TL;DR: Four kidney cancer subtypes (ccRCC, pRCC, chRCC, ONC) were classified from extracted tumor ROIs across 272 patients using five CNN architectures. DenseAUXNet201 was the top performer. Its 4,480 latent features were compressed to 20 via PCA for fusion with clinical metadata.

Methodology - Combined Approach & Feature Engineering

Pages 9-11

Fusing CT Image Features with Clinical Metadata for Better Classification

The clinical metadata from KiTS21 includes 29 raw features divided into preoperative, intraoperative, and postoperative categories. Critically, only preoperative features were used since only presurgical information would be available to guide real-world decision-making. These include tumor size (radiographic and pathologic), demographics (gender, age, BMI), lifestyle factors (alcohol, smoking, tobacco history), and the presence of 19 common comorbidities such as myocardial infarction and congestive heart failure.

The authors converted TNM staging (tumor, node, metastasis) into Fuhrman nuclear grade, the standard four-stage severity scale for kidney cancer. For example, a tumor at T-stage 4 with no metastasis is classified as Fuhrman stage IV, while any case with metastasis (M = 1) is automatically stage IV regardless of T and N values. This yielded 171 stage I, 17 stage II, 56 stage III, and 15 stage IV patients among the 259 malignant cases.

Feature engineering involved removing highly correlated features (threshold of 0.85 cross-correlation), which eliminated "pathologic size" due to its redundancy with "radiographic size." The remaining 48 features (20 PCA-compressed image features plus 28 clinical features) were ranked using three techniques: XGBoost, Random Forest, and Extra Trees. Only the top 20 features were retained for optimal performance. Thirteen classical ML algorithms were then tested, including logistic regression, SVM, kNN, Random Forest, XGBoost, LightGBM, AdaBoost, and MLP.

TL;DR: Only preoperative clinical features were used to reflect real-world conditions. TNM staging was converted to Fuhrman grade. After removing correlated features and applying PCA to image features, the top 20 of 48 combined features were selected via XGBoost, Random Forest, and Extra Trees ranking, then fed into 13 classical ML classifiers.

=== To do ===
In the kidney cancer text, which feature was removed because it was highly correlated with radiographic size?

Image-grounded pointing data:

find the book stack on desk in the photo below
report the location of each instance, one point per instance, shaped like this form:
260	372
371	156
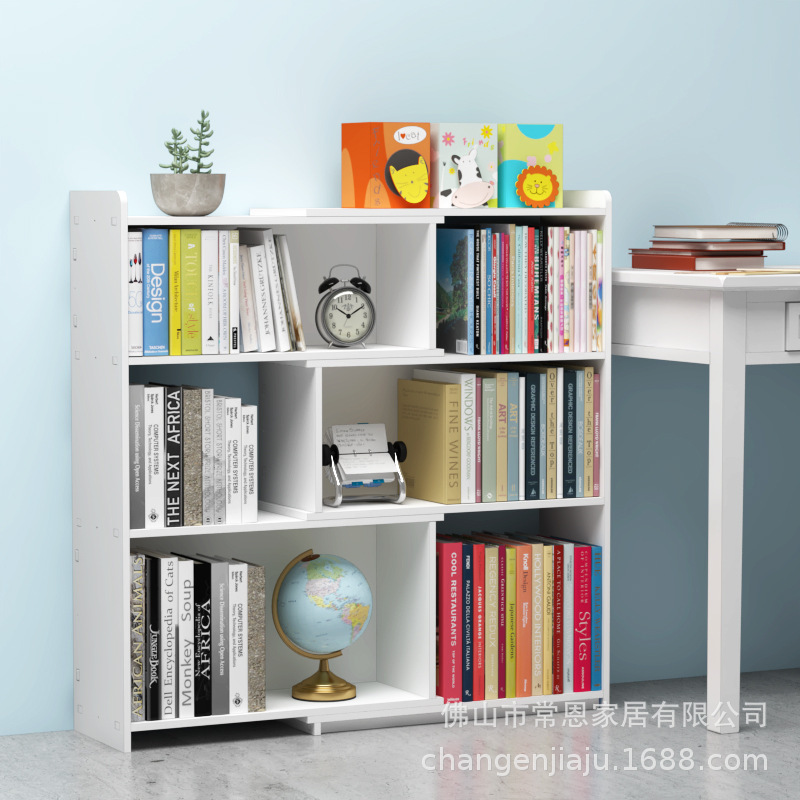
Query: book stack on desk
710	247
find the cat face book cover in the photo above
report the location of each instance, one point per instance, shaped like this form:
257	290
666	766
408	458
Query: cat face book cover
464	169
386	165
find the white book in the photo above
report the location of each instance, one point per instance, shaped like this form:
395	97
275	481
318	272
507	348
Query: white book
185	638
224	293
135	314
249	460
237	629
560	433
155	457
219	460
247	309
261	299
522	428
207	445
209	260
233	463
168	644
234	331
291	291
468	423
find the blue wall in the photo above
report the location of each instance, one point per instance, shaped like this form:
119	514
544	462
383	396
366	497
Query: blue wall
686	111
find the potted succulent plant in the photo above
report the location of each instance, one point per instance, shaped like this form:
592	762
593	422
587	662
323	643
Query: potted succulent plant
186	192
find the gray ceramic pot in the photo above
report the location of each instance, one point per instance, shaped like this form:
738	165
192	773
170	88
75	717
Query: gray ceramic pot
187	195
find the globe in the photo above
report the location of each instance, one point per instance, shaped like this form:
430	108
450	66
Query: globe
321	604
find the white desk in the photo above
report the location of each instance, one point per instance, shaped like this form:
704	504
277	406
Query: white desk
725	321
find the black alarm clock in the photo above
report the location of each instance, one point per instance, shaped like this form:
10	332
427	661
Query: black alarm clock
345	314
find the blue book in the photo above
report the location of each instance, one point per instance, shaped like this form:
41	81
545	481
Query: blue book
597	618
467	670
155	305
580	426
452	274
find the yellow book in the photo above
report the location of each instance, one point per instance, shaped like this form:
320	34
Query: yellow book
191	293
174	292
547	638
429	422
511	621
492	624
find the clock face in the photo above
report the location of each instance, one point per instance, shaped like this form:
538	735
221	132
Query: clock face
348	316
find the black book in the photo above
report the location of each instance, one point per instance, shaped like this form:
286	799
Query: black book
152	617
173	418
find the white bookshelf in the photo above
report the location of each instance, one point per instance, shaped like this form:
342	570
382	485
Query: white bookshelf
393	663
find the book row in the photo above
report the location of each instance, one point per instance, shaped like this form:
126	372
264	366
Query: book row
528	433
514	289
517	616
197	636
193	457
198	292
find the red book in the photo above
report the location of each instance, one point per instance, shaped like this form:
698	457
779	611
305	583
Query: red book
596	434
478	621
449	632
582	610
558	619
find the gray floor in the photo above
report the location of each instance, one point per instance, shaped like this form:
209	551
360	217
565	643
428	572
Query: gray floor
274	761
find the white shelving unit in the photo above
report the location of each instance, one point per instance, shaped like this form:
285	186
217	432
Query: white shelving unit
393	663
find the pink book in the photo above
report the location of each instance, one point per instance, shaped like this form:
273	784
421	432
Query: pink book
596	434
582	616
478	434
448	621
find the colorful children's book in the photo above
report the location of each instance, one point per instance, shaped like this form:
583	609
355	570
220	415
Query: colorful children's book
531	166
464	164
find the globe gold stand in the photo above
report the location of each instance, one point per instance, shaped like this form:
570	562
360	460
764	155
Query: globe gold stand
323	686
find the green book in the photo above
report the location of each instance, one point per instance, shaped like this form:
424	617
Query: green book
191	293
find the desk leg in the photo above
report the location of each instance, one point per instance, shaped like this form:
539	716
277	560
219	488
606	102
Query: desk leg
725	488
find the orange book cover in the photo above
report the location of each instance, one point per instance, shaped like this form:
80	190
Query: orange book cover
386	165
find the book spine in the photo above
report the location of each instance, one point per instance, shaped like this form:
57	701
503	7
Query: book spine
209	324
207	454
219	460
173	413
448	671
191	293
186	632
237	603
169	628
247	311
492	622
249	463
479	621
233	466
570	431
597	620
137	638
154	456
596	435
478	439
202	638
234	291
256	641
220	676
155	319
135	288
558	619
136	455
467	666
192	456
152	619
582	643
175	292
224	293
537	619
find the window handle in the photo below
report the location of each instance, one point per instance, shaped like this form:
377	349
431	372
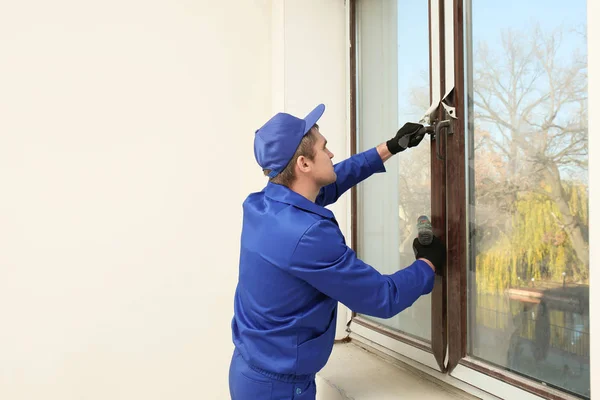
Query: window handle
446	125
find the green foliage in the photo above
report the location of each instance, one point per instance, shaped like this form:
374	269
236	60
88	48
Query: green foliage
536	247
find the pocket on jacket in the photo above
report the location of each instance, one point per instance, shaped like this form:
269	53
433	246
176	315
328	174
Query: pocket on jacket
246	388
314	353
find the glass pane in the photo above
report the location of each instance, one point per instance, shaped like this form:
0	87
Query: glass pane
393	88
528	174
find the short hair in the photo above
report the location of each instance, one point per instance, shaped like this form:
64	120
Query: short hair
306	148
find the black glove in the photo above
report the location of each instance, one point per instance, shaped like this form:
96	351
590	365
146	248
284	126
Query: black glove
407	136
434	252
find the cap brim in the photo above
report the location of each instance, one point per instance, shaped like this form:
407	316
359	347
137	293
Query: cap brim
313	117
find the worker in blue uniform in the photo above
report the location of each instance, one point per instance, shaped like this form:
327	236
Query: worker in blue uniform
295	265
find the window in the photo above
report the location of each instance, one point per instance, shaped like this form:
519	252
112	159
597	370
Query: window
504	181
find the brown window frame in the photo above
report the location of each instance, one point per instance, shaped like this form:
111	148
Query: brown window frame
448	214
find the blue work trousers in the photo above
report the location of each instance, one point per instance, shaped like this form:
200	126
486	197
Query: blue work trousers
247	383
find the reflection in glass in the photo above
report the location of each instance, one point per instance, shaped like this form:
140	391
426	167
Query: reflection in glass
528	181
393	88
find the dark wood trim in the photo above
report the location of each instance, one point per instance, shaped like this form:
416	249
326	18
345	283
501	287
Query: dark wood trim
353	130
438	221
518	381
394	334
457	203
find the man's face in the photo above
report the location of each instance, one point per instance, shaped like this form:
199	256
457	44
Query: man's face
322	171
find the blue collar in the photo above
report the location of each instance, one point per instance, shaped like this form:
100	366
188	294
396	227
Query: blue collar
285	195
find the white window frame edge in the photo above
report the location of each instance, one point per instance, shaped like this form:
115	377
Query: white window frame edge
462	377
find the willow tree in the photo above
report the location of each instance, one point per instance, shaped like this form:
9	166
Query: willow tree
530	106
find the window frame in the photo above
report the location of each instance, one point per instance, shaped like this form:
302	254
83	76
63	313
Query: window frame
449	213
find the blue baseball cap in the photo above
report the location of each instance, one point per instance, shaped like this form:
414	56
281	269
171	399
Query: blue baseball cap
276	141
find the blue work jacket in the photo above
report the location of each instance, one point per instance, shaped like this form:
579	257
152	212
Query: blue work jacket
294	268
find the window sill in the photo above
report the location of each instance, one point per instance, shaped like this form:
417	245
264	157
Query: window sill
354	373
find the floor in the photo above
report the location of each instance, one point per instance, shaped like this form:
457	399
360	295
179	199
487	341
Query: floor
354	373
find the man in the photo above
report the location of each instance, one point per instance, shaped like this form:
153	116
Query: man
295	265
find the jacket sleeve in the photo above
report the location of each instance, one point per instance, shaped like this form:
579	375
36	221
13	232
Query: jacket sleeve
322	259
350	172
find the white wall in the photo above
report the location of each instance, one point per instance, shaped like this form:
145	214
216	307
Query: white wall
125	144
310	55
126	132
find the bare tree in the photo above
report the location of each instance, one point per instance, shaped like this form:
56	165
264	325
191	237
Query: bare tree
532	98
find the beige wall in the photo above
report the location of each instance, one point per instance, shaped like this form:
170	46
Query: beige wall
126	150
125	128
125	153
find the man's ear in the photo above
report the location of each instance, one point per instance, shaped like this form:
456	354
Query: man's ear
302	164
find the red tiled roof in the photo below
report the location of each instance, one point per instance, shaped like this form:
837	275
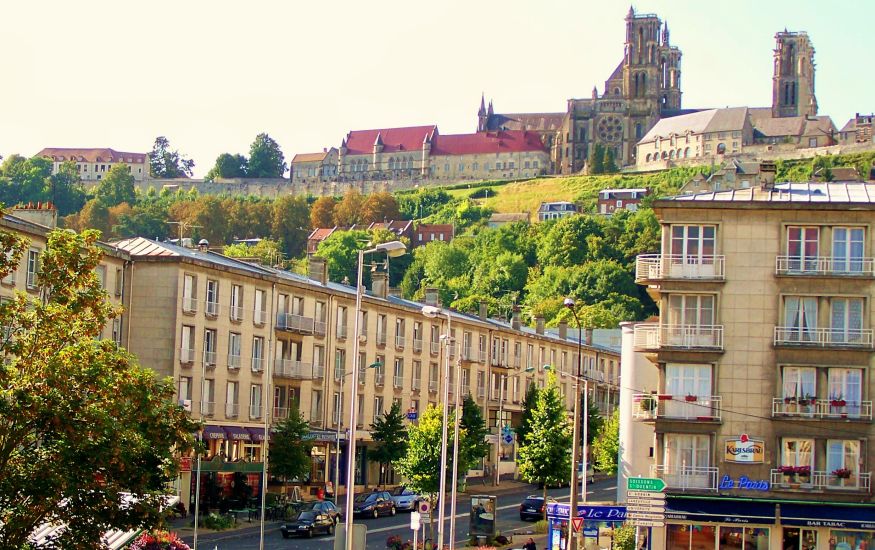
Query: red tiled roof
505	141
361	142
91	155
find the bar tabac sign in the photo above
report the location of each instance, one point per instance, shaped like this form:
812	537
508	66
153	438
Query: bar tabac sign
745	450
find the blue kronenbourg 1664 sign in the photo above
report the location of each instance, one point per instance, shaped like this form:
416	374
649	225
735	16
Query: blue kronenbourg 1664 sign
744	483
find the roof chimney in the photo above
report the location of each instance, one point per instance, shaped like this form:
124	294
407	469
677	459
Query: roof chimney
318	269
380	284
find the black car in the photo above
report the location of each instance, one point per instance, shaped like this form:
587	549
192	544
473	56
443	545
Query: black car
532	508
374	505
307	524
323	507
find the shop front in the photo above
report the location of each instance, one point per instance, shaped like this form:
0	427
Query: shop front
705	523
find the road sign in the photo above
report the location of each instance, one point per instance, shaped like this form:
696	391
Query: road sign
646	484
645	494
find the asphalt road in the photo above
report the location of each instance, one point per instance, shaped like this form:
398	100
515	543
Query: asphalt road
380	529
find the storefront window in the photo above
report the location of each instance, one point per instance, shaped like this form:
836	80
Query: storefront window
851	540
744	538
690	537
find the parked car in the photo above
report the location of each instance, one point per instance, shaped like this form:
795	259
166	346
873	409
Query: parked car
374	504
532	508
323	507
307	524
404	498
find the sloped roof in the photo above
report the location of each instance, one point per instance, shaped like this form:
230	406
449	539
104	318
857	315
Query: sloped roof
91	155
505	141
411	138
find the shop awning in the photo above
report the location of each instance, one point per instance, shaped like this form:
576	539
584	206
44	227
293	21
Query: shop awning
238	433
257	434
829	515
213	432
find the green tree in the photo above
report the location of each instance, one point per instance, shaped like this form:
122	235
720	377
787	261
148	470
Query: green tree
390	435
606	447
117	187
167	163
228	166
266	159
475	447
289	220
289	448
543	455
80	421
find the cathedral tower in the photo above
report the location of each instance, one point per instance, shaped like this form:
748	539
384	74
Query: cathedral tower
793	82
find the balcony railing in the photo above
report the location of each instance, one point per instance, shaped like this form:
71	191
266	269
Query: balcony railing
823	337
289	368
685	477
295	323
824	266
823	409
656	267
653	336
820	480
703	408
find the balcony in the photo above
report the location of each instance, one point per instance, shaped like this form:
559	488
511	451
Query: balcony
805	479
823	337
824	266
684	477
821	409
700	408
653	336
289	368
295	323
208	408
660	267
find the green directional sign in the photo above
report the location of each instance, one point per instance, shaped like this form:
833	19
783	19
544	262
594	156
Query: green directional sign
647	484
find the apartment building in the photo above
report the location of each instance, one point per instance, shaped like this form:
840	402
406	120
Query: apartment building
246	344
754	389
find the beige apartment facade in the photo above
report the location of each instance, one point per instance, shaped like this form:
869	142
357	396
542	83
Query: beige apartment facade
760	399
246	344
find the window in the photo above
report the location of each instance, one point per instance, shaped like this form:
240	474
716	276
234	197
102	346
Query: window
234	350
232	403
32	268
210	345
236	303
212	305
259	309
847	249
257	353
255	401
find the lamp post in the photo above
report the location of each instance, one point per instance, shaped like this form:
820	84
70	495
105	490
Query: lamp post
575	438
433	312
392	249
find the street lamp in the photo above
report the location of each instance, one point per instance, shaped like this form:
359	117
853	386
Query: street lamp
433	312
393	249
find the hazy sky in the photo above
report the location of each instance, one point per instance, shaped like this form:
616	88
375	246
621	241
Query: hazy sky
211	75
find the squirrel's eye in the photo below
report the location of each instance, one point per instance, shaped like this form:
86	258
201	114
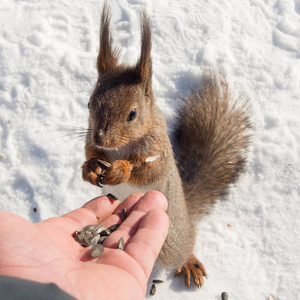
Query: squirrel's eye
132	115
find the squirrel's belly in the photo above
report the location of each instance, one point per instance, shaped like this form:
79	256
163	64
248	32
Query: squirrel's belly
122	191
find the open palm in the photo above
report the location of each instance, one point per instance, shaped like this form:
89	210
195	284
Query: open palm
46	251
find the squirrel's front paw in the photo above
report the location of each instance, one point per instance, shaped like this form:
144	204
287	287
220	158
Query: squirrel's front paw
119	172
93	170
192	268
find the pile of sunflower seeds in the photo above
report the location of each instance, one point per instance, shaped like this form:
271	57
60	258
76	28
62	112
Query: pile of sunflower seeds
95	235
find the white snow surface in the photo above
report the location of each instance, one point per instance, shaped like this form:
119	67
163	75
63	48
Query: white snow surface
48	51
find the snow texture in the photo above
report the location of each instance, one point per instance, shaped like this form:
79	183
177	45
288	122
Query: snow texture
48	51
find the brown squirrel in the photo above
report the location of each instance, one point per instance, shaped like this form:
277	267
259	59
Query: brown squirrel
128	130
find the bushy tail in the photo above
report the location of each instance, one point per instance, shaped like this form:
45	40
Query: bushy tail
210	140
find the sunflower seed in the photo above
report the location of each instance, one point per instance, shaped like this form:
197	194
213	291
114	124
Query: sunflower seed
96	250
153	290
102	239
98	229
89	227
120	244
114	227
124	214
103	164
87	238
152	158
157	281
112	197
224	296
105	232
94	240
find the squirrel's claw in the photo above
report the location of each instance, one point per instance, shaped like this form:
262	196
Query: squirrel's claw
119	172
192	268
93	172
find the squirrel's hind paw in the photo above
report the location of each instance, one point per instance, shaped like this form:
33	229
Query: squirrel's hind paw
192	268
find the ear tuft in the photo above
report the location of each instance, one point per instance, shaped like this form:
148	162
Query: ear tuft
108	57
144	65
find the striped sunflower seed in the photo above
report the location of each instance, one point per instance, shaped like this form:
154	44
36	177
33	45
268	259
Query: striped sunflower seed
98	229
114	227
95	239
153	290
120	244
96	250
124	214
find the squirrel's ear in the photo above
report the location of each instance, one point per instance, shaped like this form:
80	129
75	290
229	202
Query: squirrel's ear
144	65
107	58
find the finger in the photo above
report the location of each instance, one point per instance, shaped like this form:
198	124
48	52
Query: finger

=== Reply to the exercise ===
Pathologic size